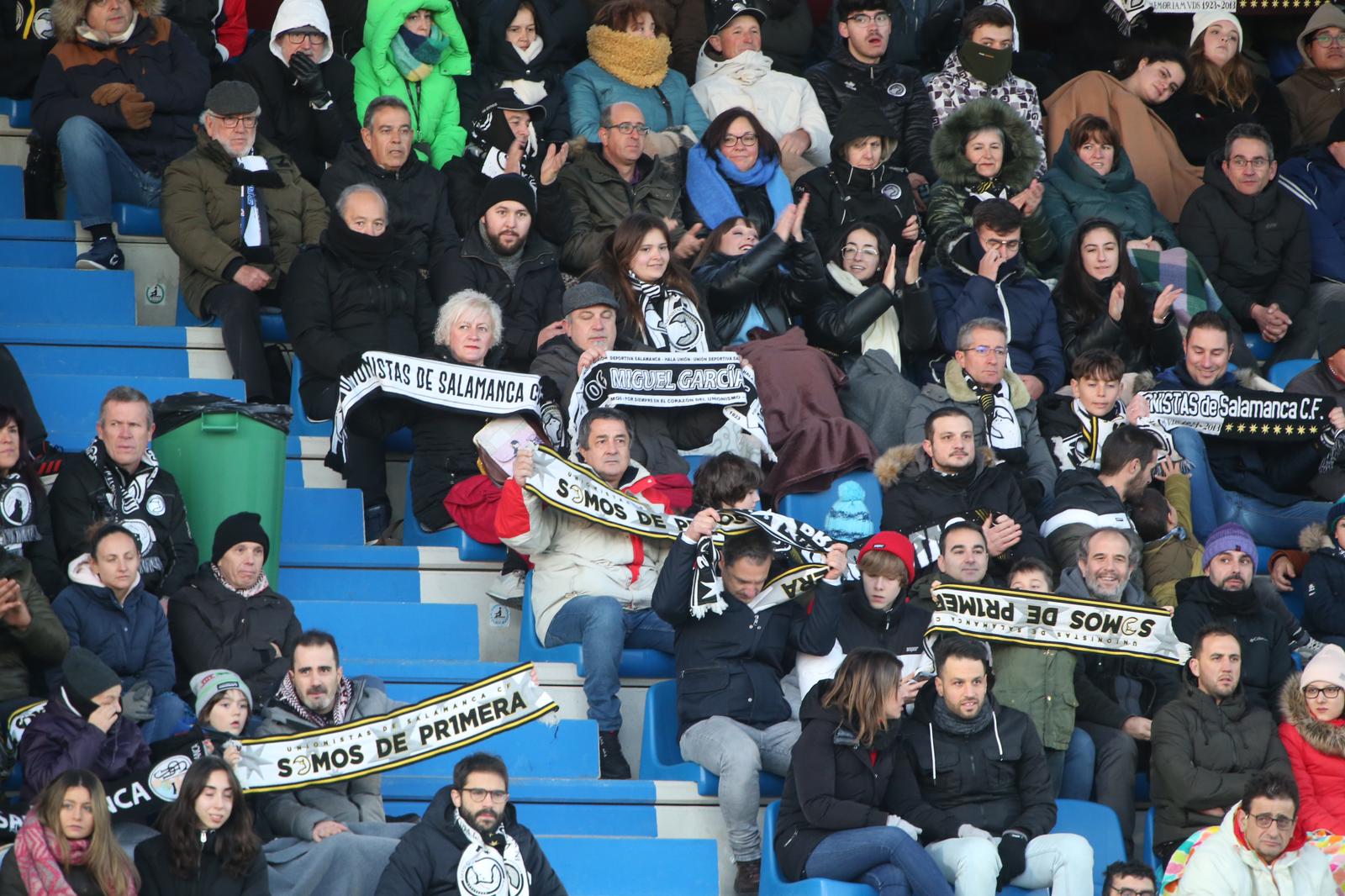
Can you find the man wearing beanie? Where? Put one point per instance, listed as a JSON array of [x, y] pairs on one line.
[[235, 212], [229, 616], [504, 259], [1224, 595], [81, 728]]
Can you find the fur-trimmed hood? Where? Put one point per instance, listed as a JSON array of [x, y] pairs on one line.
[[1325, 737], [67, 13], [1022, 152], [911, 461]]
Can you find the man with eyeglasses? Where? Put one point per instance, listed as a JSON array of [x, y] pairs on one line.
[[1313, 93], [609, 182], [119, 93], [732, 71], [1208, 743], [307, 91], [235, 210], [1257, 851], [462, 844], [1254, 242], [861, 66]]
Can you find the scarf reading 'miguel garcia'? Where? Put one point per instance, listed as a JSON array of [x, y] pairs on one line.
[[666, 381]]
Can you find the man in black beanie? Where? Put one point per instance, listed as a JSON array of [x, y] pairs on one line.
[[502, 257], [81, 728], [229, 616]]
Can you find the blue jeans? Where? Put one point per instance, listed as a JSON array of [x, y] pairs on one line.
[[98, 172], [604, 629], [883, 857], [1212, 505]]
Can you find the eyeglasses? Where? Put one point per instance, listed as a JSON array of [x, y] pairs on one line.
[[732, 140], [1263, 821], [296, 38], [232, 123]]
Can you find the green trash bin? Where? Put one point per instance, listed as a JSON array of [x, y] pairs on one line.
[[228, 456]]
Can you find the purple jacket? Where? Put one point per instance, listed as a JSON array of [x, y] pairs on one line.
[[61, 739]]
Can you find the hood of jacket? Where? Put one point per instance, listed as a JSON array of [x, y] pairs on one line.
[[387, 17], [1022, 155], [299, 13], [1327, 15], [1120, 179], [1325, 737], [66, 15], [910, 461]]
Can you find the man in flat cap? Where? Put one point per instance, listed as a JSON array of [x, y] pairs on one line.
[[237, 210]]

● ● ● ● ●

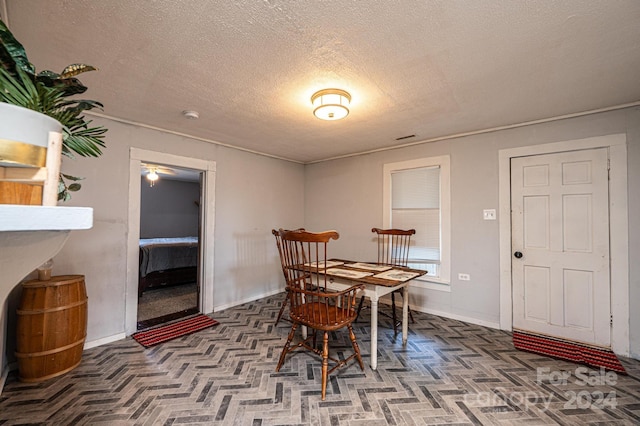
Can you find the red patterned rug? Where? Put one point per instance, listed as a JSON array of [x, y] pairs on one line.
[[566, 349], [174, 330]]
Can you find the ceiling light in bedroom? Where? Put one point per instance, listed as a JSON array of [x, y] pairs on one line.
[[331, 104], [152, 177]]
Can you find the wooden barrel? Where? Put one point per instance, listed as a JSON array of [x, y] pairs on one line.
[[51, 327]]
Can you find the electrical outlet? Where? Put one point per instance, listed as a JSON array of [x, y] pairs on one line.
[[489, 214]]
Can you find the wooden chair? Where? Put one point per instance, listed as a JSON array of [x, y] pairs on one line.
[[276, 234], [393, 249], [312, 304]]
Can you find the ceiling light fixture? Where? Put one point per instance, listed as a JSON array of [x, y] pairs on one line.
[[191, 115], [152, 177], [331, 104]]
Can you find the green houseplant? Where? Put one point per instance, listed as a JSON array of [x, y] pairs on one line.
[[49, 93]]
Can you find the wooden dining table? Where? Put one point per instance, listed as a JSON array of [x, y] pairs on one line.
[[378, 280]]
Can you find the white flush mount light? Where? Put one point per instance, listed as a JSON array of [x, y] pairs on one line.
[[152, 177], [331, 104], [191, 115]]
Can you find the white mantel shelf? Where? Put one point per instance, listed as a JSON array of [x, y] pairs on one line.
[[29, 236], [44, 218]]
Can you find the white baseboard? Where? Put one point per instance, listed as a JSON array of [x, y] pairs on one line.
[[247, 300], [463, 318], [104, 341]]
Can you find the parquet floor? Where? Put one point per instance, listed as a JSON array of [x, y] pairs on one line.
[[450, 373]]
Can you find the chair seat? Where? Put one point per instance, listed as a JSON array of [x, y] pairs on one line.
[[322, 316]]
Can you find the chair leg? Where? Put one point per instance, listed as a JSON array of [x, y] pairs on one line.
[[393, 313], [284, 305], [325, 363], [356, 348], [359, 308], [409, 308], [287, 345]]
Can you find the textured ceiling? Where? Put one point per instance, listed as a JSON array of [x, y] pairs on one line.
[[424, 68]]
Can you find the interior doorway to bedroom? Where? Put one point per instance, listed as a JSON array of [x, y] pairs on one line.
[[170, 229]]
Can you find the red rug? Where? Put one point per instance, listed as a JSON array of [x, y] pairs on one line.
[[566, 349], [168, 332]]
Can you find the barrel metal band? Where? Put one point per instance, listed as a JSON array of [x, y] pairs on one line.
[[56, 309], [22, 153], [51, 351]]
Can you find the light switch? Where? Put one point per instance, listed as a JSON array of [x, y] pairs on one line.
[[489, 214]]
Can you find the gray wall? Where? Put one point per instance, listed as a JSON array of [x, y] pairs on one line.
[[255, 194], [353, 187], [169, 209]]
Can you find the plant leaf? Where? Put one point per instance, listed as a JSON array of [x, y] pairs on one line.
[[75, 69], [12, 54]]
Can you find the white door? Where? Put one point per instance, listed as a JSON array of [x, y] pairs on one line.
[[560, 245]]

● ● ● ● ●

→ **Direction**
Please copy the records word for word, starting at the line that contains "Can you find the eyeglasses?" and ending at the line that contains "15], [910, 461]]".

→ **Completed exercise**
Can you find the eyeglasses? Where? Put one point per instance, listed as a JSON array of [x, y] pairs on one line.
[[732, 140], [1263, 821], [296, 38], [232, 123]]
Can you find the green trash bin? Where? Put one point per instance, listed as a JSON array of [x, y] pairs on one line.
[[228, 456]]
Can you find the purple jacket? Where? Put one point per instance, listed as a JSON array of [x, y] pairs on one line.
[[61, 739]]
Can you find the hood of jacket? Where? Put one point per instance, listed as a JSON array of [x, y] pairs on one line.
[[387, 17], [1022, 155], [299, 13], [1327, 15], [1120, 179], [1325, 737], [66, 15], [910, 461]]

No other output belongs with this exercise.